- _Exercise description_
All of the listing below must be repeated word for word. Pictures are the only thing to omit.

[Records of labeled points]
==*==

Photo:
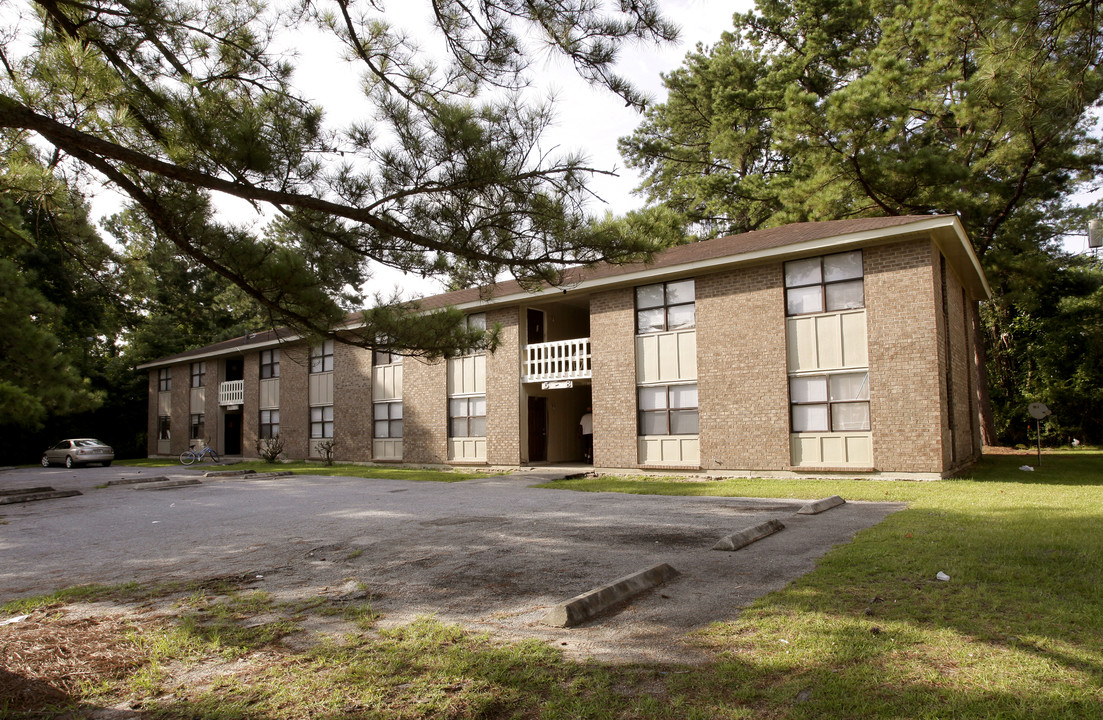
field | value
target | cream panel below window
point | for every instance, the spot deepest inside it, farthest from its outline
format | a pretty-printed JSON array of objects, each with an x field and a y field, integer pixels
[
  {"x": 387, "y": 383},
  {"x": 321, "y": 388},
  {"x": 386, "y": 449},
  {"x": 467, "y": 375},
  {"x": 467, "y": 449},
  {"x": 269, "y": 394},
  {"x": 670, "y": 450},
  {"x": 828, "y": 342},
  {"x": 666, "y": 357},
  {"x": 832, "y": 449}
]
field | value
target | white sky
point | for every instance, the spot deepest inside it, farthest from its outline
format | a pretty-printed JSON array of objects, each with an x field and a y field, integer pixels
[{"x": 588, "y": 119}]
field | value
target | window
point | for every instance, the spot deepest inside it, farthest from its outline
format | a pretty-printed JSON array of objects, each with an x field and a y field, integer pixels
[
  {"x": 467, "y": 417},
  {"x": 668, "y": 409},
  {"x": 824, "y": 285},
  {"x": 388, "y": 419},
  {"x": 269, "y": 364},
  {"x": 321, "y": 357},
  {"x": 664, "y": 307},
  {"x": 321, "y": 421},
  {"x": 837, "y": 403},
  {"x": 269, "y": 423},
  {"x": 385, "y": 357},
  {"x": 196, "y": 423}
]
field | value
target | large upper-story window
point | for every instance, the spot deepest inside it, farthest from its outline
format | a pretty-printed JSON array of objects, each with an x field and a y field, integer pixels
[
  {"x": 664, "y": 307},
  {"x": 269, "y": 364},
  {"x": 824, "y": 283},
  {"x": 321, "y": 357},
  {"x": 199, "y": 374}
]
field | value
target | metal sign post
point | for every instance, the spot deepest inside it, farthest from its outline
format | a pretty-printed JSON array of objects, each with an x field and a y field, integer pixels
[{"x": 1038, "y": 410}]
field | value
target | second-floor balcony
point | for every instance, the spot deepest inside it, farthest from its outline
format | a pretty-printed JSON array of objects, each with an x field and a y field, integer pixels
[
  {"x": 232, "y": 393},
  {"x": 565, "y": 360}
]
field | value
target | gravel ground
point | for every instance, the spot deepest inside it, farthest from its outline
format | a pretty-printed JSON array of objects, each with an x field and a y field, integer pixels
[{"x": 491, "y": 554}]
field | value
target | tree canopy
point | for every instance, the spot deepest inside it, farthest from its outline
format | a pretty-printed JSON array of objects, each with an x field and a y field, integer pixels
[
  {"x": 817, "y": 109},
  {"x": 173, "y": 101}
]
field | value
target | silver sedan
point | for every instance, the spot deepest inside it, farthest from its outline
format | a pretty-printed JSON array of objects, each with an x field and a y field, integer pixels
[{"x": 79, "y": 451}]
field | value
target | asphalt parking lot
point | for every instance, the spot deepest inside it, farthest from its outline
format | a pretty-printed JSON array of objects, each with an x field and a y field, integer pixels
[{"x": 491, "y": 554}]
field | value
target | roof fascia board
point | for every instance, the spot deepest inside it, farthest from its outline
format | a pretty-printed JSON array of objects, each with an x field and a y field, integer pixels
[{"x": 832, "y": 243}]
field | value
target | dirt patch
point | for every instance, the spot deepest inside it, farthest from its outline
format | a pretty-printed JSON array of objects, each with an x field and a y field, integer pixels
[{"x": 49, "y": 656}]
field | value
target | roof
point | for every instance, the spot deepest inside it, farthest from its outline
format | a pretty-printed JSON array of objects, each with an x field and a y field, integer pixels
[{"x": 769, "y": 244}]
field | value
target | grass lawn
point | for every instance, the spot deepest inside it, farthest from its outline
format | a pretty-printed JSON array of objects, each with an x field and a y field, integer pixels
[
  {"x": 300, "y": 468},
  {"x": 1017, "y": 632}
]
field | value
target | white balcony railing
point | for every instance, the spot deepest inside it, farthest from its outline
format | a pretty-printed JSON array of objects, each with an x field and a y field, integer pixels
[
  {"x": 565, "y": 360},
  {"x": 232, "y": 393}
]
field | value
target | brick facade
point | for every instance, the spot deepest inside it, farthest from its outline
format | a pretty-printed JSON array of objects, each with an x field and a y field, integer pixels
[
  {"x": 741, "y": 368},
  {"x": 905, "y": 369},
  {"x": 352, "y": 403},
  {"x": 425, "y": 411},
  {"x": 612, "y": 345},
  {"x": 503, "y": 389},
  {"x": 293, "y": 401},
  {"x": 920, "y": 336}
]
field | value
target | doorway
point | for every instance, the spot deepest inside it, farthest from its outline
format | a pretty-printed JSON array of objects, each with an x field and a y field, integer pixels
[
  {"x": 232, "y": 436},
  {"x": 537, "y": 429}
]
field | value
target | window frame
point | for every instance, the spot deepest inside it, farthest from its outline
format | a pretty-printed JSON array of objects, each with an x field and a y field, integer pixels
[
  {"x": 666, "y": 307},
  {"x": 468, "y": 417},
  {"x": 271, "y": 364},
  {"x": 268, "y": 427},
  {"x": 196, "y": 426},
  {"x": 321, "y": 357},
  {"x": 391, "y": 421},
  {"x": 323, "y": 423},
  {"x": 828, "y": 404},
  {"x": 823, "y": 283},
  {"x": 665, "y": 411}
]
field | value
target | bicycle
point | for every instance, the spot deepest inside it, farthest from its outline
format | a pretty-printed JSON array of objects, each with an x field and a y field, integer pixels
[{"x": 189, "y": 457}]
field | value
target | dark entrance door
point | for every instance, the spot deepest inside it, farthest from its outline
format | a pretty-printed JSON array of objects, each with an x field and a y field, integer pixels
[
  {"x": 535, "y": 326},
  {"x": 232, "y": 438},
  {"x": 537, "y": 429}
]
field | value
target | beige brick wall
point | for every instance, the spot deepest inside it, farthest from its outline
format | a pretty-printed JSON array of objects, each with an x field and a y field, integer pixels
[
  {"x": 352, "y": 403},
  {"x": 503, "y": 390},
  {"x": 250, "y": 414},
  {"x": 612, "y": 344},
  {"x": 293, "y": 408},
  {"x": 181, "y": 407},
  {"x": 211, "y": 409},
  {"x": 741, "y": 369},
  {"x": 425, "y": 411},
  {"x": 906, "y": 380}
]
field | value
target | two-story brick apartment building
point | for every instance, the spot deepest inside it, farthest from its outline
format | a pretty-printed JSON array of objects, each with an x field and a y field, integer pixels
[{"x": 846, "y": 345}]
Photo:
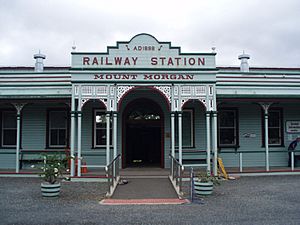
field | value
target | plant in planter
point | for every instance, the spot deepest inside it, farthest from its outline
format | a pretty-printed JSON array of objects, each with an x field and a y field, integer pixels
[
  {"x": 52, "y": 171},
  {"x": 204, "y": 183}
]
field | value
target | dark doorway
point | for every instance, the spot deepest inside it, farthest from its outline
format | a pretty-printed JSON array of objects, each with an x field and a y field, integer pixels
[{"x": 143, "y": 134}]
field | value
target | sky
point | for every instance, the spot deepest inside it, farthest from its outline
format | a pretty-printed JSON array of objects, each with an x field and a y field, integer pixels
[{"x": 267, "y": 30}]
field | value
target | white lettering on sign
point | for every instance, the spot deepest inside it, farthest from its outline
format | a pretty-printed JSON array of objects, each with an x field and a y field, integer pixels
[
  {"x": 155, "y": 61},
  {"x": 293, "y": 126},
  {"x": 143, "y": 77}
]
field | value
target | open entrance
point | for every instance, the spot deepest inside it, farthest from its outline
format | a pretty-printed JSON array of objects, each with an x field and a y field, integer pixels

==*==

- _Complete answer_
Photo:
field | value
target | cream panel below window
point | for every instance, the spot deepest inside it, farthest from its outline
format | a pretty-printed JSON array of objects, each with an x field and a y field, integer pixels
[
  {"x": 387, "y": 383},
  {"x": 321, "y": 388},
  {"x": 386, "y": 449},
  {"x": 467, "y": 375},
  {"x": 467, "y": 449},
  {"x": 269, "y": 394},
  {"x": 670, "y": 450},
  {"x": 828, "y": 342},
  {"x": 666, "y": 357},
  {"x": 832, "y": 449}
]
field | value
target | white sky
point | for every instance, the spot deepest inside it, farthest from its outline
format | a pretty-printed JSON array of objects, each with an x field and a y field, integer pixels
[{"x": 588, "y": 119}]
field | value
target | window
point | for every instance, the spot deepest inside it, farthest from its outline
format | a pretty-printed JSON array of objects, each with an x field and a y field, integer pixels
[
  {"x": 467, "y": 417},
  {"x": 668, "y": 409},
  {"x": 824, "y": 285},
  {"x": 388, "y": 419},
  {"x": 269, "y": 364},
  {"x": 321, "y": 357},
  {"x": 664, "y": 307},
  {"x": 321, "y": 421},
  {"x": 837, "y": 403},
  {"x": 269, "y": 423},
  {"x": 385, "y": 357},
  {"x": 196, "y": 423}
]
field | value
target | large upper-story window
point | for every instance, the spot deepest inside it, farthest from its outline
format | a pretty-printed JSON array of objects, each with an x field and a y field, integer pixels
[
  {"x": 664, "y": 307},
  {"x": 269, "y": 364},
  {"x": 824, "y": 283},
  {"x": 321, "y": 357},
  {"x": 199, "y": 374}
]
field | value
target | metal sign post
point | for every instance, the spot deepest inside it, farthest from its outline
format | a pretty-printed JSON array of objects, each with an x field and a y field, integer pixels
[{"x": 1038, "y": 410}]
field | value
target | second-floor balcony
point | for every instance, the spot deepest inside it, farthest from its outline
format | a pretty-printed JSON array of objects, each with an x field and a y field, integer pixels
[
  {"x": 232, "y": 393},
  {"x": 565, "y": 360}
]
field | value
target | gravel ground
point | for every instance, the spot deepest inside it, farthest from its outline
format | a pretty-printed JSON array of objects, each with an x field and a y field, integer pixels
[{"x": 491, "y": 554}]
field | value
target | tree canopy
point | for every instance, the spot deepest inside it, farthest from its outline
format | a pretty-printed JSON array of objects, each with an x field and a y field, integer pixels
[
  {"x": 817, "y": 109},
  {"x": 173, "y": 101}
]
field | value
target | silver sedan
point | for every instance, the spot deepest inside it, farthest from its outline
format | a pretty-printed JSON array of objects, each with an x field and a y field, integer pixels
[{"x": 79, "y": 451}]
field | value
target | asphalt parking lot
point | for every instance, the spot deepest inside it, farthest from its outline
format | a pretty-printed JSON array of objects, each with an x field and a y field, integer pixels
[{"x": 491, "y": 554}]
field | value
target | roof fascia board
point | for every instance, the spot deepest inside it, farthest from its outline
format | a pretty-printed JSON array of objects, each with an x field and a y field, integer pixels
[{"x": 832, "y": 243}]
field | value
target | dirt patch
point | for every instance, the spot deepest inside it, farthest from its outline
format | a pretty-printed JSON array of objects, each with an x field and a y field, integer pixels
[{"x": 49, "y": 656}]
field | value
target | roof
point | for every instance, the spot deepest inside it, farthest from its outline
format | a pretty-printed JSON array of objects, each with an x field and a y field, integer pixels
[{"x": 769, "y": 244}]
field | value
target | grass lawn
point | for every instance, the spot deepest inside it, farthest from its outline
format | a pretty-printed JSON array of objects, each with an x field and a y field, integer pixels
[
  {"x": 300, "y": 468},
  {"x": 1017, "y": 632}
]
field | value
target | white balcony railing
point | for every instance, the spot deepest inside it, farthest from its outline
format | a pretty-printed JSON array of objects, each with an x field and a y field, integer pixels
[
  {"x": 565, "y": 360},
  {"x": 232, "y": 393}
]
field | value
target | brick facade
point | for every instance, the spot deepest inside it, farthest from its outline
format | a pretty-printed JSON array of objects, each with an x field and a y field, integer pixels
[
  {"x": 741, "y": 368},
  {"x": 905, "y": 369},
  {"x": 352, "y": 403},
  {"x": 425, "y": 411},
  {"x": 612, "y": 345},
  {"x": 503, "y": 389},
  {"x": 293, "y": 401},
  {"x": 920, "y": 336}
]
field | value
target | doorway
point | for every instance, the spot deepest inside it, farthest from its outline
format | a pretty-printed JSON array of objects, each with an x field and a y field, integer pixels
[
  {"x": 232, "y": 436},
  {"x": 537, "y": 429}
]
field | value
target | window frame
point | for every instance, the spot deepest inside it, farthest from its outline
format | a pretty-printed JSON array of objects, each with an x field and a y field, integer pixels
[
  {"x": 666, "y": 307},
  {"x": 468, "y": 417},
  {"x": 271, "y": 364},
  {"x": 268, "y": 427},
  {"x": 196, "y": 426},
  {"x": 321, "y": 357},
  {"x": 391, "y": 421},
  {"x": 323, "y": 423},
  {"x": 828, "y": 404},
  {"x": 823, "y": 283},
  {"x": 665, "y": 411}
]
field | value
target | bicycle
point | for every instance, the spot deepest inside it, farthest from its outline
format | a pretty-printed JSON array of objects, each with an x field and a y field, integer pixels
[{"x": 189, "y": 457}]
field | value
target | dark entrance door
point | for every instance, the spot deepest inside it, farthest from its outline
format | a pretty-printed JSON array of objects, each with an x field and a y field, integer pixels
[
  {"x": 535, "y": 326},
  {"x": 232, "y": 438},
  {"x": 537, "y": 429}
]
field | value
target | beige brick wall
point | for every instance, the spot deepest inside it, farthest from its outline
format | a pretty-printed JSON array of objects, each with an x field and a y field, integer pixels
[
  {"x": 352, "y": 403},
  {"x": 503, "y": 390},
  {"x": 250, "y": 414},
  {"x": 612, "y": 344},
  {"x": 293, "y": 408},
  {"x": 181, "y": 407},
  {"x": 211, "y": 409},
  {"x": 741, "y": 369},
  {"x": 425, "y": 411},
  {"x": 906, "y": 380}
]
field | value
target | two-story brick apartment building
point | for every instance, the spot deepest inside it, farthest from its outline
format | a pretty-printed JSON array of objects, each with an x field and a y field, integer pixels
[{"x": 846, "y": 345}]
Photo:
field | value
target | plant in planter
point | for every instance, the spot deepest inside it, farthest from its outline
format | a pretty-printed JSON array of objects, each with an x field and a y field, integer pixels
[
  {"x": 52, "y": 171},
  {"x": 204, "y": 183}
]
field | value
target | dark doorway
point | for every instance, the spot deepest inside it, farthest from its outline
format | a pretty-printed JSON array of objects, each with an x field and a y field, integer pixels
[{"x": 143, "y": 134}]
field | value
target | sky
point | for every instance, the spot deepest inside it, farthest from its outline
format | a pretty-printed JSON array of objects, each with an x field and a y field, integer pixels
[{"x": 267, "y": 30}]
field | value
target | white lettering on sign
point | for every instance, the spot deepest inside it, farthest from its outline
format | a pretty-printed JSON array of objects, each with an x field and a y field, integer pixels
[
  {"x": 155, "y": 61},
  {"x": 293, "y": 126},
  {"x": 143, "y": 77}
]
field | value
target | open entrance
point | for every instance, the spot deepest inside it, farthest from its outline
format | a pretty-printed JSON array of objects, each with an x field and a y field, integer pixels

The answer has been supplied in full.